■ **Given text**:
Oh God, that you would take my whole life and use it for Your glory, and to proclaim Your name to those who have not heard, as long as I live.

Thursday, June 2, 2011

break me, and heal the brokenness

This summer is supposed to be my summer of "self-discipline" which, when combined with my level of willpower and determination, becomes almost ironic. I am supposed to be at least through one book of the Old Testament by now, and yet I have barely made it past chapter one. I am supposed to be growing in Christ, and instead, I am seeking other things to keep me content. It's not supposed to be this way. It really isn't. I was reading a blog earlier and the girl was talking about how she wanted to fall more in love with God in her free time. She literally thinks about Him all the time. I can't say the same thing for myself. Usually I'm thinking about how to be "content" or "happy" in worldly things and how to get what I want. And if not that, I'm worrying about getting a job or how to fund my life because I'm in a liminal state in which I have been offered a job, but haven't started working yet due to circumstances out of my control.

And I worry. And I think about how I want my future spouse to walk into my life or how I want to run an awesome "handmade boutique" or how I want Publix to call me in and tell me that they're sending me to orientation this weekend. I think about how other people have desires and wants, too. Like in eat, pray, love-- the woman goes all the way across the world to "find herself"-- and then "true love" plays into the whole theme, and then there's a bunch of "sighs" and "awws" at the end because everything works out and yet-- I realize-- even if that was everything she thinks she wanted-- she'd still feel a giant void that even her medicene man (in his dire concern for her and with his utter sweetness) would not be able to help guide her to the source of her need.

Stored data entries
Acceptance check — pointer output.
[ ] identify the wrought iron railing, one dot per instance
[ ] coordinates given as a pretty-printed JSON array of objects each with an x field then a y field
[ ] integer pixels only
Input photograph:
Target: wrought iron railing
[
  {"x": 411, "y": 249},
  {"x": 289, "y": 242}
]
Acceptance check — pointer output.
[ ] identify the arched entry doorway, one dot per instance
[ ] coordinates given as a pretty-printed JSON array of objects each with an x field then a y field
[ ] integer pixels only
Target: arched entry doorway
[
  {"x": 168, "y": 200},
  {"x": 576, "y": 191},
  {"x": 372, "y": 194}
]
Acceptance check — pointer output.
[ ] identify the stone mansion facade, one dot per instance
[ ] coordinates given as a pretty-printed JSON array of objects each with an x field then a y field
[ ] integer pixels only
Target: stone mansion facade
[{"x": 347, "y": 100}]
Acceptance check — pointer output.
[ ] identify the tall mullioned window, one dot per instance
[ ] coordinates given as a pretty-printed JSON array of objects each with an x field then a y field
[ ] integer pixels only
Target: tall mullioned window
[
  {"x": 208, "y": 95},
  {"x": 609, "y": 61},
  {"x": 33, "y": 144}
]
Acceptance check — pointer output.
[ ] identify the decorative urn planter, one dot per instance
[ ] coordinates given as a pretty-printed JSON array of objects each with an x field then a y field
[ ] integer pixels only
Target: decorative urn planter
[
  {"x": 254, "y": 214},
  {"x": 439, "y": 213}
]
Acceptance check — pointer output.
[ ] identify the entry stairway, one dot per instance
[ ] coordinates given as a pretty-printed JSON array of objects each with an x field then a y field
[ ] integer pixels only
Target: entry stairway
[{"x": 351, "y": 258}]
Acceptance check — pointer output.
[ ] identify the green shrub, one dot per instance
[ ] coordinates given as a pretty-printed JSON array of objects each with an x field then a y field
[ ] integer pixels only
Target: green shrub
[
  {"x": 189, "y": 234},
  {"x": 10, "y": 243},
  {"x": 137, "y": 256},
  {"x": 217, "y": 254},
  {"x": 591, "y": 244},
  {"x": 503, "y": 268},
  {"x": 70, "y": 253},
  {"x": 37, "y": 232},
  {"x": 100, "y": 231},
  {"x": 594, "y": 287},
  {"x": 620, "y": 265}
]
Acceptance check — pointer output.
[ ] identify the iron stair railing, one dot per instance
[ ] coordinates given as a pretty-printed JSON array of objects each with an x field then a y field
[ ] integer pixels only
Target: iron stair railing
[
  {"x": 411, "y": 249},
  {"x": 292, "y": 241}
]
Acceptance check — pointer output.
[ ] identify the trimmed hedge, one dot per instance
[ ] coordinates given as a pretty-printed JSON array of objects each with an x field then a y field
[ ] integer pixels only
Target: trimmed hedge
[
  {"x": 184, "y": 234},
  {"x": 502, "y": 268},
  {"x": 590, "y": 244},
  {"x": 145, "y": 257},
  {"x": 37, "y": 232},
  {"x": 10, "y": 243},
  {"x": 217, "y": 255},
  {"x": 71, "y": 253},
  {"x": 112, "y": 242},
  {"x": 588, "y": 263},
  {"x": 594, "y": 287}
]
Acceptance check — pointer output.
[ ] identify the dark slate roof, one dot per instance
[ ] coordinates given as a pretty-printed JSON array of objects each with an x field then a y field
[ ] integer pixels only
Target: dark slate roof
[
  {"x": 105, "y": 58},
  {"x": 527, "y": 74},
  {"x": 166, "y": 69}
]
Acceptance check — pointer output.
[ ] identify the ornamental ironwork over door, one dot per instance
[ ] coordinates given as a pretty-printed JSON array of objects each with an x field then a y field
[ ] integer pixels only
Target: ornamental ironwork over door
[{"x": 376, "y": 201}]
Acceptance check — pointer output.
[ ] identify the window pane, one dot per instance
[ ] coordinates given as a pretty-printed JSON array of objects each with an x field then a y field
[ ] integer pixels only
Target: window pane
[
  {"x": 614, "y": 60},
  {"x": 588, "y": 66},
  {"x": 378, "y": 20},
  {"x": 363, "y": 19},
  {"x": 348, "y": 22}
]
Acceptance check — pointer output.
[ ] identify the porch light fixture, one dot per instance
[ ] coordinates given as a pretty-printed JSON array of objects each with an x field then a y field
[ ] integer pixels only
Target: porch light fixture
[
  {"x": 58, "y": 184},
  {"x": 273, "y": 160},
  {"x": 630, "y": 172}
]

■ **Work order 1**:
Repeat the part of the blog post starting with "And I worry." and going on through "of her need.".
■ **Work order 2**:
Write the next part of the blog post on self-discipline and faith, picking up after its last sentence.
These records were taken from a separate source.

■ **Result 1**:
And I worry. And I think about how I want my future spouse to walk into my life or how I want to run an awesome "handmade boutique" or how I want Publix to call me in and tell me that they're sending me to orientation this weekend. I think about how other people have desires and wants, too. Like in eat, pray, love-- the woman goes all the way across the world to "find herself"-- and then "true love" plays into the whole theme, and then there's a bunch of "sighs" and "awws" at the end because everything works out and yet-- I realize-- even if that was everything she thinks she wanted-- she'd still feel a giant void that even her medicene man (in his dire concern for her and with his utter sweetness) would not be able to help guide her to the source of her need.

■ **Result 2**:
Yes, this is a movie. Yes, I may look like a lunatic for using a movie to discuss the classic "desire for fullfillment/want for something more" in something that isn't real-- but it was striking during the movie, pointing to my own heart and my own longings. I know the answer for all of my longings. There is only one answer and that answer never changes. Day after day, I know it. It is God. It is the desire to have a right relationship with Him. It is the desire to be fulfilled by Him and to know Him. However, I can't tell you how many times in the day I don't care about this fact. I only care about what I want. And somehow, someway-- this has to change.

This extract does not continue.